> Materials provided
------------------------------------

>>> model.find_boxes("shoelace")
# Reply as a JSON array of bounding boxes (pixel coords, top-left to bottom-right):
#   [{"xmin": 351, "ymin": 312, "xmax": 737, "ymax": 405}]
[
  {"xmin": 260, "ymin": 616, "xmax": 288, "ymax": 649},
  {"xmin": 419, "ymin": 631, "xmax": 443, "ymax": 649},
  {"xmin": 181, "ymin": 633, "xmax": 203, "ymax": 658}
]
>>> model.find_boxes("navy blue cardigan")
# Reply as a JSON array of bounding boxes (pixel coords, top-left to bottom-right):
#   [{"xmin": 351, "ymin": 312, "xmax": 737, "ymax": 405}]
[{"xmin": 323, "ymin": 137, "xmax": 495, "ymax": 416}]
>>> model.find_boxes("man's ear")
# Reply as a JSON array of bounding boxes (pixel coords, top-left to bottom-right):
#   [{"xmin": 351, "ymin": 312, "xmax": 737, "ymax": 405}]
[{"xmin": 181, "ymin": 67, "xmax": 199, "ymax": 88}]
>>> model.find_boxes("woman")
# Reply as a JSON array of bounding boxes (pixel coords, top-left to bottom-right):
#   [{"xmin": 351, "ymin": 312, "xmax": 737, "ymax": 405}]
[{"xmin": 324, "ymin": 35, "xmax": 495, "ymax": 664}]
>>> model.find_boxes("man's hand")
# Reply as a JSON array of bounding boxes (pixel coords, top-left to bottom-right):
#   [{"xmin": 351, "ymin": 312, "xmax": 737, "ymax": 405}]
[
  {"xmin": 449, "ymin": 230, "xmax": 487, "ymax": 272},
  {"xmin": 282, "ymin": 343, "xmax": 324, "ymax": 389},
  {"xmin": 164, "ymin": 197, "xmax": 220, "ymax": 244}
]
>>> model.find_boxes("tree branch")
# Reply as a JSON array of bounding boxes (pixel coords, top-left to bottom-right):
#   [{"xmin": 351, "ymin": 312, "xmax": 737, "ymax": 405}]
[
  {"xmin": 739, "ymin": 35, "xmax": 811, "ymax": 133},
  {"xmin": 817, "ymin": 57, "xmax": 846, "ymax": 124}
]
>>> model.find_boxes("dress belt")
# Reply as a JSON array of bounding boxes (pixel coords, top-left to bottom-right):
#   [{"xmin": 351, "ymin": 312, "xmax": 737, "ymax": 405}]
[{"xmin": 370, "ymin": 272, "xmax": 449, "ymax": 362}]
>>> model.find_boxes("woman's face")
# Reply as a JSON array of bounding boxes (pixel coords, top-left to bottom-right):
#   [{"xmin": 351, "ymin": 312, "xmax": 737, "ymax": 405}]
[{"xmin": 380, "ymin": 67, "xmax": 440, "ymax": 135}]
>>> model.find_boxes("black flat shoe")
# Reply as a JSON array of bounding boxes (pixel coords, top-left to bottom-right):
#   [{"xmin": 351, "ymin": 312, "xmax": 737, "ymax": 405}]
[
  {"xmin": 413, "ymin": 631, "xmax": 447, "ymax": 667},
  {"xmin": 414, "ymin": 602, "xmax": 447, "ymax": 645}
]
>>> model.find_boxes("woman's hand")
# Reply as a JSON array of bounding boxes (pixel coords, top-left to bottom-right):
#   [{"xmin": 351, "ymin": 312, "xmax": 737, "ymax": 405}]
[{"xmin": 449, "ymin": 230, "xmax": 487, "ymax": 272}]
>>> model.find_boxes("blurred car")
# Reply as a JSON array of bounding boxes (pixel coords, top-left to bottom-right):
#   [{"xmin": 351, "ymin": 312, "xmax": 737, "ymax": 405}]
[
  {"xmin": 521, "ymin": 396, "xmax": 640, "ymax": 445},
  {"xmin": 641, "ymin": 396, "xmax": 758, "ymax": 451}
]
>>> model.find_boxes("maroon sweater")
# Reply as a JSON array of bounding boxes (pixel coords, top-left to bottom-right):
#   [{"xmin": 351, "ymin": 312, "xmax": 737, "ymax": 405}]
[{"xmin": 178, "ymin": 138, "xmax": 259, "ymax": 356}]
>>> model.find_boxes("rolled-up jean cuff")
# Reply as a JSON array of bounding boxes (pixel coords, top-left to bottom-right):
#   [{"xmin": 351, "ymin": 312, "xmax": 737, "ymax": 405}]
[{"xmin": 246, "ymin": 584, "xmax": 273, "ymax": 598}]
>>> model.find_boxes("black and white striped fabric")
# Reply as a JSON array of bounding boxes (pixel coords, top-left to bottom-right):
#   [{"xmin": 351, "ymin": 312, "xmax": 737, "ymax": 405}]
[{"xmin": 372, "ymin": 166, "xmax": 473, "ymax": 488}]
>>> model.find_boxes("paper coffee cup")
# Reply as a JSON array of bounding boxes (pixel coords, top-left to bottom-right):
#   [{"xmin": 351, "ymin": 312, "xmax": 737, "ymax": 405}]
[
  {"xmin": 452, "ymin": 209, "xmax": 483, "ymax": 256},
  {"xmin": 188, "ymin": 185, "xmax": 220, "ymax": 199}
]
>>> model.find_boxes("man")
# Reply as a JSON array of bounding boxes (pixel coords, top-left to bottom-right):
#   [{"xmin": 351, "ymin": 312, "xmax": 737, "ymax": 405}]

------------------------------------

> Goal of the exercise
Pull out each line of the data above that contains the string "hand", and copy those lines. Case counts.

> Finished exercise
>>> model.find_boxes("man's hand")
>>> model.find_boxes("woman's hand")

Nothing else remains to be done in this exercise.